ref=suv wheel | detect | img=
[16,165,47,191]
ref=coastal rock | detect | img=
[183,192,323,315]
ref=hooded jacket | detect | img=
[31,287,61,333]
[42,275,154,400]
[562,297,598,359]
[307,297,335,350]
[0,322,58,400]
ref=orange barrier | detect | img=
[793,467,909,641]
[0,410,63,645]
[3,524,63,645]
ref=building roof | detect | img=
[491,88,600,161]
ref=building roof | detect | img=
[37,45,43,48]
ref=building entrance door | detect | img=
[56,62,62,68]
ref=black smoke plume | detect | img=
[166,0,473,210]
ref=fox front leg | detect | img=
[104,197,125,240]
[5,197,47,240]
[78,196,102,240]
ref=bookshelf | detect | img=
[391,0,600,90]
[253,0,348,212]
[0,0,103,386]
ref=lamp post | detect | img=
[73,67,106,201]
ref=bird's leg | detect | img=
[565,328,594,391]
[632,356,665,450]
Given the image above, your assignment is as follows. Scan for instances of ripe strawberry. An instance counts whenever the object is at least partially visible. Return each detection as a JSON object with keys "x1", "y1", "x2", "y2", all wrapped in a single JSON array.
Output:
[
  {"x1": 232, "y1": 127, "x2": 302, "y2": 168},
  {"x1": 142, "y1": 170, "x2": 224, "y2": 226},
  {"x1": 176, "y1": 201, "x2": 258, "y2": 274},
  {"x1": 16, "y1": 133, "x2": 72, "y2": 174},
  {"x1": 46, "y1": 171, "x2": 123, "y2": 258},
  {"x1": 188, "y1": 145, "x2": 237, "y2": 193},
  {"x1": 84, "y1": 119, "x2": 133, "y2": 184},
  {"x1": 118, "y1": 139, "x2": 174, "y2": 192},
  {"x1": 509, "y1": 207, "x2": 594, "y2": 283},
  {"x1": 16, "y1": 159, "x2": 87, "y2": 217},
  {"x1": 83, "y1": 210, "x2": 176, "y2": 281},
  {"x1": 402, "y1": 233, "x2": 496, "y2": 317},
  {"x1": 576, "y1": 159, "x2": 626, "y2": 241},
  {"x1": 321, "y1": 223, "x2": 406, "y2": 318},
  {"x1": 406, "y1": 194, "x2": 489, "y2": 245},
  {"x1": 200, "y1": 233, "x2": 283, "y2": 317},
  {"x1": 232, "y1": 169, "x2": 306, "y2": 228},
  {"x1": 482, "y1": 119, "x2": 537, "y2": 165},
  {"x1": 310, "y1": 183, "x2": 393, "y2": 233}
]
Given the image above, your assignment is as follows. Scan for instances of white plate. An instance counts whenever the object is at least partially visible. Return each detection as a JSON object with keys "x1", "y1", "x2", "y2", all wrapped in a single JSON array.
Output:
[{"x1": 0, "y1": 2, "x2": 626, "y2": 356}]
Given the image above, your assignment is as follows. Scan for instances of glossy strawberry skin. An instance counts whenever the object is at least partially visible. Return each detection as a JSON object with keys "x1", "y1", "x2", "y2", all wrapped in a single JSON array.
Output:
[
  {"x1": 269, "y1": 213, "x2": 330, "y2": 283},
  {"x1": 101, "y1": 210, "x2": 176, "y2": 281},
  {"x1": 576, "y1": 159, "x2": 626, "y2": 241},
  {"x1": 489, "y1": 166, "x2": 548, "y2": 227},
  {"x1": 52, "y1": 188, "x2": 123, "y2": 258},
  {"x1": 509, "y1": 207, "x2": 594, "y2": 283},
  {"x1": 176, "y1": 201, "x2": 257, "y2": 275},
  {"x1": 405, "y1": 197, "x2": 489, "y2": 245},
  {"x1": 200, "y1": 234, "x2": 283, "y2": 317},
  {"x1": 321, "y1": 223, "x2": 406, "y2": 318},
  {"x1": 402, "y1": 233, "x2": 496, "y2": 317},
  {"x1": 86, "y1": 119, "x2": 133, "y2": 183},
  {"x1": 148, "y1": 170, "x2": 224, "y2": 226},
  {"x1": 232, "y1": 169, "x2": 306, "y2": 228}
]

--- --- ---

- [TASK GOAL]:
Collect every line of the entries above that contains the string "strawberry", and reproduce each one in full.

- [RESPONSE TO THE EXERCISE]:
Given the image above, your assignment is as follows. Scan for instances of ripe strawberry. An instance counts whenever the object is at least partially visible. Return each detection as a JSON object with keys "x1", "y1", "x2", "y2", all wrapped in a single JSON array.
Given the image above, your assignment is as follows. Scan for instances of glossy strawberry skin. An instance counts whenever the object is at least partially visible. Return each detection as a JSON object with keys "x1", "y1", "x2", "y2", all wrapped in a single JSON array.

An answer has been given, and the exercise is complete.